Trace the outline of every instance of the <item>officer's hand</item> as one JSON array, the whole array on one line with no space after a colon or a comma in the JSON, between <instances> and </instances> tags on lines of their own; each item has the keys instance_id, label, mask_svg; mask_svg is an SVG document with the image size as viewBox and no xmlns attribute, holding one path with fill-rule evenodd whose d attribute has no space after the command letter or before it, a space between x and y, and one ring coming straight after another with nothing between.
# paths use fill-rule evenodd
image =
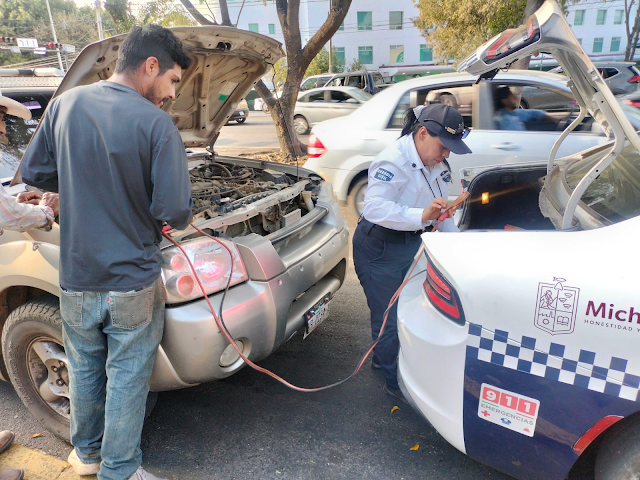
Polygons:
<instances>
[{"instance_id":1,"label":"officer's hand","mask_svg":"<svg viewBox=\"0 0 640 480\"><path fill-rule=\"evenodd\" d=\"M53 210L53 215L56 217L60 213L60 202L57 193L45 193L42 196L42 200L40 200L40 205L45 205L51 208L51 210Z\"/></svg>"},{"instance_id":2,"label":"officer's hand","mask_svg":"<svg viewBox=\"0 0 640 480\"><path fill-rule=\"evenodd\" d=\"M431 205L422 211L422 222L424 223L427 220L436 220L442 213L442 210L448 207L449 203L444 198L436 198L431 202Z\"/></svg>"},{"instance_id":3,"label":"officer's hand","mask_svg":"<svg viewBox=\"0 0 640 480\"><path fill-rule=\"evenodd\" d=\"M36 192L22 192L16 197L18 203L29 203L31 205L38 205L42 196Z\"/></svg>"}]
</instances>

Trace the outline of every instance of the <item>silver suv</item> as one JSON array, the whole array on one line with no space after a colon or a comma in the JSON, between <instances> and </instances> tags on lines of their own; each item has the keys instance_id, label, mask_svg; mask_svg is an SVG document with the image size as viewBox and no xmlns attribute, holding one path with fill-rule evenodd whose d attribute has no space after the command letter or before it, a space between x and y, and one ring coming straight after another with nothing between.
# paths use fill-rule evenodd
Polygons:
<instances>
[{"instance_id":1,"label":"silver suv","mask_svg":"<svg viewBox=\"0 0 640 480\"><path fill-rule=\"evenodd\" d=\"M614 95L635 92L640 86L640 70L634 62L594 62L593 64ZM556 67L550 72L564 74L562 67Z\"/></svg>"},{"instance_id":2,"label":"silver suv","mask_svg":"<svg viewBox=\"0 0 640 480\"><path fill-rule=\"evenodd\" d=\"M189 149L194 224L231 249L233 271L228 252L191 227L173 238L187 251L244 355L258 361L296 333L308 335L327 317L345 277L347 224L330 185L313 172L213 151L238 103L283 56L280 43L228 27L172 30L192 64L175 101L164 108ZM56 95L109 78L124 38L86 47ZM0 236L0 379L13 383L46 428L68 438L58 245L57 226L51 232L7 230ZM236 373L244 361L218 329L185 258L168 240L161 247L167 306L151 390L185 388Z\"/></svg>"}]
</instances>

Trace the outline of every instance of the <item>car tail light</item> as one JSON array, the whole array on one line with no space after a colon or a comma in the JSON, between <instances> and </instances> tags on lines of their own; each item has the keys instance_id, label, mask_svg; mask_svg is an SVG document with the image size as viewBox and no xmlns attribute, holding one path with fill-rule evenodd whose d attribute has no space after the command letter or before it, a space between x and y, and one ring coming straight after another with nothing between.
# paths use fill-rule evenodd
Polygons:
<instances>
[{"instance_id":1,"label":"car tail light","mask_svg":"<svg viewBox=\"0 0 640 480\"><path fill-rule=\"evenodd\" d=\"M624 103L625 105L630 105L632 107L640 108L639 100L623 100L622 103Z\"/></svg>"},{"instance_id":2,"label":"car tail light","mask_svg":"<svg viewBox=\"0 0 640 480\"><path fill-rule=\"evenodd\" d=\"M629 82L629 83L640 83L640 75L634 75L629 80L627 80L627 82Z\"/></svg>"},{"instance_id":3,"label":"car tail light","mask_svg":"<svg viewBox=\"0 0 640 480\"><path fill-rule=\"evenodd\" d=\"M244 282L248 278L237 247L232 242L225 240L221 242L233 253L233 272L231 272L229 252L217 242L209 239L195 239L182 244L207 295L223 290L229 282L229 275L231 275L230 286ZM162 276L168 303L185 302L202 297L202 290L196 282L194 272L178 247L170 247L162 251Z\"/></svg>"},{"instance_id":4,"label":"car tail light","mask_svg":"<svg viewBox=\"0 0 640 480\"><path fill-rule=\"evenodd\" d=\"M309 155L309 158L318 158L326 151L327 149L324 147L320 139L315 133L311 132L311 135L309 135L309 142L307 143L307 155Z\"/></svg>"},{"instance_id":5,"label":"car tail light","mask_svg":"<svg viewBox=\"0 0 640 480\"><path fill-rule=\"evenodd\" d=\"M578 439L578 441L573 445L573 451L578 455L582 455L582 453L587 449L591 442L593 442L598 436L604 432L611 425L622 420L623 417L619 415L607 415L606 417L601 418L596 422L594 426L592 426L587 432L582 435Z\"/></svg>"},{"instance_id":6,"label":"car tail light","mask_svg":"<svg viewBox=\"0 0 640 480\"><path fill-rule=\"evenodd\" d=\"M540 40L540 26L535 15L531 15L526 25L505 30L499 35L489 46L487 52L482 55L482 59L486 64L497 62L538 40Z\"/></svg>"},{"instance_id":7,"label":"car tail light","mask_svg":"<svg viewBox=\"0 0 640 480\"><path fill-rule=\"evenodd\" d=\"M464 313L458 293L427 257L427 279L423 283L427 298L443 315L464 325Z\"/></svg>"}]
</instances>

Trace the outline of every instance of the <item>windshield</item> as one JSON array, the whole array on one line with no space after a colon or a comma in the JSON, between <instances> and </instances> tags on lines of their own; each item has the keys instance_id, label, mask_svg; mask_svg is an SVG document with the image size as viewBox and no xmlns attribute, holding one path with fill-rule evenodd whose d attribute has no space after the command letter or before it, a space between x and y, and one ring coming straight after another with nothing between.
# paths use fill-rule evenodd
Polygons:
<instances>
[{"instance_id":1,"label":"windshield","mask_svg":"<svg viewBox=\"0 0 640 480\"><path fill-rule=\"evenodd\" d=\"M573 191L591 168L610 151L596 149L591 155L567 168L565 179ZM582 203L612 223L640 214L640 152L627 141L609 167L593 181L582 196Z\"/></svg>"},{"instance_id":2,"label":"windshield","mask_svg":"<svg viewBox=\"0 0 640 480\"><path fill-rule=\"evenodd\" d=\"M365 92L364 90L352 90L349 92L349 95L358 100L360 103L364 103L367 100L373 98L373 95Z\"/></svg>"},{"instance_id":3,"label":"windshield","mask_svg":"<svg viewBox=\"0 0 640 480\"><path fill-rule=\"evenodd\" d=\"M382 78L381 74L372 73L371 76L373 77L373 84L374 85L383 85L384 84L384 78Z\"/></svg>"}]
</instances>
==========
#### Try it
Carry over each record above character for character, with the pictures left out.

#### Answer for this exercise
Trace the outline of every instance of the <item>officer's hand</item> as one JSON array, the whole array on one line with no space after a colon or a comma in the JSON, between <instances> and </instances> tags on lines of their own; each item has the keys instance_id, label, mask_svg; mask_svg is an SVG document with the image size as viewBox and no xmlns attribute, holding one path with fill-rule evenodd whose d attribute has no space after the command letter or before it, a space between x and y, and one ring coming straight after another with nothing between.
# paths use fill-rule evenodd
image =
Polygons:
<instances>
[{"instance_id":1,"label":"officer's hand","mask_svg":"<svg viewBox=\"0 0 640 480\"><path fill-rule=\"evenodd\" d=\"M53 210L53 215L56 217L60 213L60 202L57 193L45 193L42 196L42 200L40 200L40 205L45 205L51 208L51 210Z\"/></svg>"},{"instance_id":2,"label":"officer's hand","mask_svg":"<svg viewBox=\"0 0 640 480\"><path fill-rule=\"evenodd\" d=\"M431 205L422 211L422 222L424 223L427 220L436 220L442 213L442 210L448 207L449 203L444 198L436 198L431 202Z\"/></svg>"},{"instance_id":3,"label":"officer's hand","mask_svg":"<svg viewBox=\"0 0 640 480\"><path fill-rule=\"evenodd\" d=\"M36 192L22 192L16 197L18 203L29 203L31 205L38 205L42 196Z\"/></svg>"}]
</instances>

Trace the outline of every instance of the <item>silver suv</item> as one JSON array, the whole array on one line with no space after a colon or a comma in the JSON, between <instances> and </instances> tags on lines of their own; each item has the keys instance_id, label, mask_svg; mask_svg is an SVG document with the image size as viewBox and no xmlns attribute, holding one path with fill-rule evenodd whose d attribute has no space after the command letter or before it, a space between x and y, and one ring coming straight after another with nothing between.
# paths use fill-rule evenodd
Polygons:
<instances>
[{"instance_id":1,"label":"silver suv","mask_svg":"<svg viewBox=\"0 0 640 480\"><path fill-rule=\"evenodd\" d=\"M614 95L635 92L640 86L640 70L634 62L594 62L593 64ZM556 67L550 72L564 74L562 67Z\"/></svg>"},{"instance_id":2,"label":"silver suv","mask_svg":"<svg viewBox=\"0 0 640 480\"><path fill-rule=\"evenodd\" d=\"M189 149L194 224L231 249L233 271L228 252L191 227L173 238L187 251L244 355L258 361L296 333L308 335L327 317L345 277L347 224L330 185L313 172L213 151L238 103L283 56L280 43L228 27L172 30L192 64L175 101L164 108ZM56 95L109 78L124 38L86 47ZM0 236L0 379L13 383L46 428L68 438L58 245L57 226L51 232L7 230ZM236 373L244 361L218 329L185 258L168 240L161 247L167 306L151 390L185 388Z\"/></svg>"}]
</instances>

Trace the outline of every instance of the <item>car tail light</item> as one JSON array, the whole array on one line with no space after a colon or a comma in the JSON, between <instances> and </instances> tags on lines of their own; each item has the keys instance_id, label, mask_svg; mask_svg is an SVG document with the image size as viewBox and no xmlns attribute, holding one path with fill-rule evenodd whose d attribute has no space after the command letter or before it, a space between x and y, and one ring coming straight after another with nothing between.
# paths use fill-rule evenodd
Polygons:
<instances>
[{"instance_id":1,"label":"car tail light","mask_svg":"<svg viewBox=\"0 0 640 480\"><path fill-rule=\"evenodd\" d=\"M624 103L625 105L630 105L632 107L640 108L639 100L623 100L622 103Z\"/></svg>"},{"instance_id":2,"label":"car tail light","mask_svg":"<svg viewBox=\"0 0 640 480\"><path fill-rule=\"evenodd\" d=\"M629 82L629 83L640 83L640 75L634 75L629 80L627 80L627 82Z\"/></svg>"},{"instance_id":3,"label":"car tail light","mask_svg":"<svg viewBox=\"0 0 640 480\"><path fill-rule=\"evenodd\" d=\"M244 282L248 278L237 247L232 242L225 240L221 242L233 253L233 272L231 272L229 252L217 242L209 239L195 239L182 244L207 295L223 290L229 282L229 275L231 275L230 286ZM162 276L168 303L185 302L202 297L202 290L196 282L194 272L178 247L170 247L162 251Z\"/></svg>"},{"instance_id":4,"label":"car tail light","mask_svg":"<svg viewBox=\"0 0 640 480\"><path fill-rule=\"evenodd\" d=\"M309 155L309 158L318 158L326 151L327 149L324 147L320 139L315 133L311 132L311 135L309 135L309 142L307 143L307 155Z\"/></svg>"},{"instance_id":5,"label":"car tail light","mask_svg":"<svg viewBox=\"0 0 640 480\"><path fill-rule=\"evenodd\" d=\"M578 439L578 441L573 445L573 451L578 455L582 455L582 453L587 449L591 442L593 442L598 436L604 432L611 425L622 420L623 417L619 415L607 415L606 417L601 418L596 422L594 426L592 426L587 432L582 435Z\"/></svg>"},{"instance_id":6,"label":"car tail light","mask_svg":"<svg viewBox=\"0 0 640 480\"><path fill-rule=\"evenodd\" d=\"M540 40L540 26L535 15L531 15L526 25L505 30L499 35L489 46L487 52L482 55L482 59L486 64L497 62L538 40Z\"/></svg>"},{"instance_id":7,"label":"car tail light","mask_svg":"<svg viewBox=\"0 0 640 480\"><path fill-rule=\"evenodd\" d=\"M464 313L458 293L427 257L427 279L423 283L427 298L443 315L464 325Z\"/></svg>"}]
</instances>

Trace the outline of every instance of the <item>windshield</item> as one JSON array, the whole array on one line with no space after a colon or a comma in the JSON, between <instances> and </instances> tags on lines of their own; each item has the keys instance_id, label, mask_svg; mask_svg is an SVG document with the image size as viewBox and no xmlns attribute, holding one path with fill-rule evenodd whose d attribute has no space after the command letter or before it, a space between x and y, and one ring coming straight after another with nothing between.
# paths use fill-rule evenodd
Polygons:
<instances>
[{"instance_id":1,"label":"windshield","mask_svg":"<svg viewBox=\"0 0 640 480\"><path fill-rule=\"evenodd\" d=\"M573 191L591 168L610 151L596 149L591 155L567 168L565 179ZM582 203L612 223L640 214L640 152L627 141L609 167L593 181L582 196Z\"/></svg>"},{"instance_id":2,"label":"windshield","mask_svg":"<svg viewBox=\"0 0 640 480\"><path fill-rule=\"evenodd\" d=\"M365 92L364 90L352 90L349 92L349 95L358 100L360 103L364 103L367 100L373 98L373 95Z\"/></svg>"},{"instance_id":3,"label":"windshield","mask_svg":"<svg viewBox=\"0 0 640 480\"><path fill-rule=\"evenodd\" d=\"M382 78L381 74L372 73L371 76L373 77L373 84L374 85L383 85L384 84L384 78Z\"/></svg>"}]
</instances>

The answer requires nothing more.